WRITTEN EXERCISE =>
Turn the material below into a numbered list with no blank lines, and leave the pictures out of it.

SOURCE MATERIAL =>
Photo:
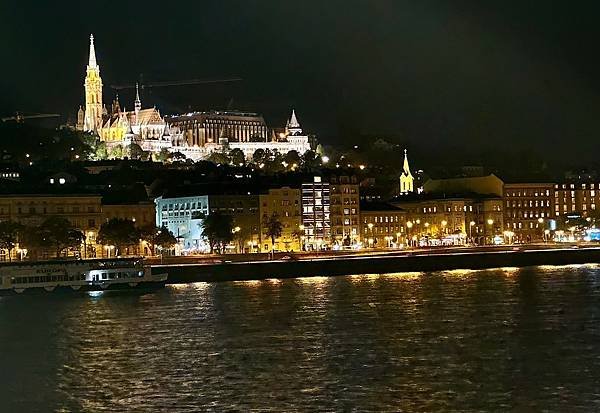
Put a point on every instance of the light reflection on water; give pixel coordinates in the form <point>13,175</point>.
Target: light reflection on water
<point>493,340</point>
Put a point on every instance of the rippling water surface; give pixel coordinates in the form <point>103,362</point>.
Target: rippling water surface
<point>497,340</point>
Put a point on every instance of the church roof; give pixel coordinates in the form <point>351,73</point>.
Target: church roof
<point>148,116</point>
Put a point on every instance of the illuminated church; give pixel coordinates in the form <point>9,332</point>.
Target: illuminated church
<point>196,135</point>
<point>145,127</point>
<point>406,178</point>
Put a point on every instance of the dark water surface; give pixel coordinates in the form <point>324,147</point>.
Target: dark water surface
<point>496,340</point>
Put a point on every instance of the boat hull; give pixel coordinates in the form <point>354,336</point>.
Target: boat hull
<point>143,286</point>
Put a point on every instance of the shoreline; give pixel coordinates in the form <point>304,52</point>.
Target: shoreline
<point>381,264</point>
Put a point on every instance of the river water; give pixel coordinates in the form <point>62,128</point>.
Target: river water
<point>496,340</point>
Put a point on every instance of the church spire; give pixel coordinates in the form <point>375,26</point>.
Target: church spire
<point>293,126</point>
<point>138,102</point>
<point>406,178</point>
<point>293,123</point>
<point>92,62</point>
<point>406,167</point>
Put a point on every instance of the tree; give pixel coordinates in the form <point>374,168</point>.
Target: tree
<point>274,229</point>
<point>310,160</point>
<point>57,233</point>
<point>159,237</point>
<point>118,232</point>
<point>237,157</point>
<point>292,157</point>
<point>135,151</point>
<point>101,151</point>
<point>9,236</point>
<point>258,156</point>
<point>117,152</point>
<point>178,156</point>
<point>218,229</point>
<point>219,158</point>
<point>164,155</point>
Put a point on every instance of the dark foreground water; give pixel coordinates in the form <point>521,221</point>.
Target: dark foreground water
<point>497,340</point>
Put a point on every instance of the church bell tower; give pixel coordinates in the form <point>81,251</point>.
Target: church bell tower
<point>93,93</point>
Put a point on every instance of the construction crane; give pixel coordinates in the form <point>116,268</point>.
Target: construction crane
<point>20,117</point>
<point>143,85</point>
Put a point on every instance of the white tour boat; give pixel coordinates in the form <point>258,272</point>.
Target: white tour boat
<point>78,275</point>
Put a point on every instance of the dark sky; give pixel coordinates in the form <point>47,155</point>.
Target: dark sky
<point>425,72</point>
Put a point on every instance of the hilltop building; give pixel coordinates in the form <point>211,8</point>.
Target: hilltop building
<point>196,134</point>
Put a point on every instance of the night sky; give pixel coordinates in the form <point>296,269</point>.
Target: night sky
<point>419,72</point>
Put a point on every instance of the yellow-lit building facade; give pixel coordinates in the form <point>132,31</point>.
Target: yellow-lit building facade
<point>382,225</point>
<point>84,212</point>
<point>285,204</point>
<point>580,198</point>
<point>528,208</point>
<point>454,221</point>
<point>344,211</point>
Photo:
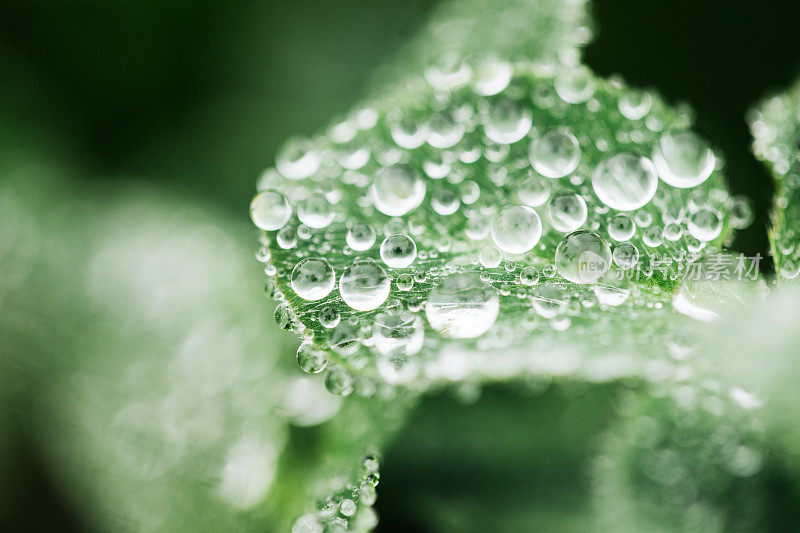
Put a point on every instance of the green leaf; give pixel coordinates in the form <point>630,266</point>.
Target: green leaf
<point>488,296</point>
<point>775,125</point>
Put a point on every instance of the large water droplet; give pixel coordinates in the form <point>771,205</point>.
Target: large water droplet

WORKED SOLUTION =>
1. Photo:
2. Put a point on every instance of the light reflection on water; give pixel coordinates in the form <point>13,175</point>.
3. Target: light reflection on water
4. <point>493,340</point>
5. Put a point on every instance of the rippling water surface; give pixel coordinates in the form <point>103,362</point>.
6. Target: rippling water surface
7. <point>497,340</point>
8. Put a point on every instance of the church roof; give pixel coordinates in the form <point>351,73</point>.
9. Target: church roof
10. <point>148,116</point>
11. Put a point on every instance of the illuminated church; give pixel coordinates in the form <point>9,332</point>.
12. Target: illuminated church
13. <point>196,135</point>
14. <point>145,127</point>
15. <point>406,178</point>
16. Put a point on every instance of the dark water surface; give pixel coordinates in the form <point>324,147</point>.
17. Target: dark water surface
18. <point>496,340</point>
19. Put a point on every instance of the boat hull; give pixel coordinates in the form <point>354,336</point>.
20. Target: boat hull
21. <point>143,286</point>
22. Put a point on every instance of the shoreline; give pixel coordinates in the form <point>304,52</point>.
23. Target: shoreline
24. <point>381,264</point>
25. Put a point on every instance of the river water; give pixel coordinates in the form <point>62,128</point>.
26. Target: river water
27. <point>496,340</point>
28. Put a point on every instance of the church spire; give pixel coordinates in the form <point>375,26</point>.
29. Target: church spire
30. <point>293,126</point>
31. <point>138,102</point>
32. <point>406,178</point>
33. <point>293,123</point>
34. <point>92,62</point>
35. <point>406,167</point>
36. Put a point on every instance of the tree; give pixel coordinates in the form <point>374,168</point>.
37. Target: tree
38. <point>274,229</point>
39. <point>310,160</point>
40. <point>57,233</point>
41. <point>159,237</point>
42. <point>118,232</point>
43. <point>237,157</point>
44. <point>292,157</point>
45. <point>135,151</point>
46. <point>101,151</point>
47. <point>9,236</point>
48. <point>258,156</point>
49. <point>117,152</point>
50. <point>178,156</point>
51. <point>218,229</point>
52. <point>219,158</point>
53. <point>164,155</point>
54. Put a point on every instance of the dark foreground water; give pixel coordinates in the form <point>521,221</point>.
55. Target: dark foreground water
56. <point>497,340</point>
57. Put a point on every instance of the church bell tower; give pixel coordinates in the form <point>81,251</point>.
58. Target: church bell tower
59. <point>93,93</point>
60. Put a point on every instance of the construction crane; give pixel coordinates in the form <point>116,268</point>.
61. Target: construction crane
62. <point>20,117</point>
63. <point>143,85</point>
64. Put a point on every instance of the white tour boat; give pixel coordinates in the form <point>258,272</point>.
65. Target: white tour boat
66. <point>78,275</point>
67. Put a point on every instance of the dark sky; give pixel coordinates in the form <point>47,155</point>.
68. Target: dark sky
69. <point>425,72</point>
70. Put a point on every instance of the hilltop building; give pixel coordinates in the form <point>211,8</point>.
71. Target: hilltop building
72. <point>196,134</point>
73. Put a point on every instance of the night sky; give pixel coordinates in the form <point>296,269</point>.
74. Target: night sky
75. <point>419,72</point>
76. Put a point on every instance of the yellow-lit building facade; give pixel coordinates in the form <point>132,31</point>.
77. Target: yellow-lit building facade
78. <point>382,225</point>
79. <point>84,212</point>
80. <point>285,204</point>
81. <point>580,198</point>
82. <point>528,208</point>
83. <point>454,221</point>
84. <point>344,211</point>
85. Photo:
86. Put a point on every instance of the green leaf; give pixel coordinates in the form <point>630,266</point>.
87. Target: green leaf
88. <point>488,296</point>
89. <point>775,125</point>
90. Put a point on every instance of the large water droplet; give pixel coordinates in the form <point>771,205</point>.
91. Target: large water droplet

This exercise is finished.